--- START OF Passage given ---
It happens a lot in raw water cooling systems, which most ski boats have. With a closed system the amount of corrosion is somewhat limited, but with an infinate supply of water the corrosion can just keep on eating away at things.

You can usually buy a new heater core and not have to replace the entire unit.

Rod
Old     (mastercraft1995)      Join Date: Nov 2002       08-05-2004, 9:03 AM Reply   
While you are waiting to get it fixed go to the Auto parts store and buy a rubber hose. Take the heater hoses off and put the rubber hose on. If you just shut of the valve it will still leak from the back side. You must put a jumper hose on it, intake and return.
Old     (noti_dad)      Join Date: Jul 2003       08-06-2004, 12:36 PM Reply   
A new unit will cost you $300. I couldn't find anyone that would seel just the core. I took my core out and had a radiator shop fix the leak for $40. You'll need to take it out of the casing and pop rivet or screw it back together when you're done. Faceplant is correct, I used a small piece of copper tube to bypass the heater unit so I could still run the boat while it was getting fixed.
--- END OF Passage given ---
--- START OF Records provided ---
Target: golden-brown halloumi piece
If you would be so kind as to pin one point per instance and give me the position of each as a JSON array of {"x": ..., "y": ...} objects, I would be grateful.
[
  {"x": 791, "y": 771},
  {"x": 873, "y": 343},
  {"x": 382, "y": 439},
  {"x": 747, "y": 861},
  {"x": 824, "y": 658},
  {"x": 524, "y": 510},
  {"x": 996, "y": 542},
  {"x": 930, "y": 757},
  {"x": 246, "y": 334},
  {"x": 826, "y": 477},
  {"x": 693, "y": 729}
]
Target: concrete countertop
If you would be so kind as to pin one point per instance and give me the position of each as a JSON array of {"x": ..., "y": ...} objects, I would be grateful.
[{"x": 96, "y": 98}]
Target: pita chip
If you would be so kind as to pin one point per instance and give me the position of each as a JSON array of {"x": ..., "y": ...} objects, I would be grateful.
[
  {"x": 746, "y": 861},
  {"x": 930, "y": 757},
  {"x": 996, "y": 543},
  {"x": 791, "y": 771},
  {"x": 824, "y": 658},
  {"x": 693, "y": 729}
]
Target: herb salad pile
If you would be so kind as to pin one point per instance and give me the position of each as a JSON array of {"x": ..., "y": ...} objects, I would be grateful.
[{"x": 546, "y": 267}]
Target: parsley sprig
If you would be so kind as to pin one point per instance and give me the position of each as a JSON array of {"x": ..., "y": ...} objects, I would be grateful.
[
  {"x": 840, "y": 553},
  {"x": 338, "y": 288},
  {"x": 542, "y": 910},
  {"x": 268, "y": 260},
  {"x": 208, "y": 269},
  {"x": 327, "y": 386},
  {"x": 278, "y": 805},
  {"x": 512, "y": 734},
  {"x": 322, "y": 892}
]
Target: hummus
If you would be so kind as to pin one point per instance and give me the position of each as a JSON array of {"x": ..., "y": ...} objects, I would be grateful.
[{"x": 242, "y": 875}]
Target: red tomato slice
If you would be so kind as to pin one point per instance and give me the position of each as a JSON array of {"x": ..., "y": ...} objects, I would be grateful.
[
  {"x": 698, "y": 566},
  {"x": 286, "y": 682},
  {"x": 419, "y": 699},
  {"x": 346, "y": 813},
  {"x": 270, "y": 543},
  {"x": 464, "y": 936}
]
--- END OF Records provided ---
● Tasks to complete:
A: In the heater core thread, what did the radiator shop charge to fix the leak?
B: Please write out the heater core thread word for word from "Old     (noti_dad)      Join" to "was getting fixed.".

● Results in order:
A: $40.

B:
Old     (noti_dad)      Join Date: Jul 2003       08-06-2004, 12:36 PM Reply   
A new unit will cost you $300. I couldn't find anyone that would seel just the core. I took my core out and had a radiator shop fix the leak for $40. You'll need to take it out of the casing and pop rivet or screw it back together when you're done. Faceplant is correct, I used a small piece of copper tube to bypass the heater unit so I could still run the boat while it was getting fixed.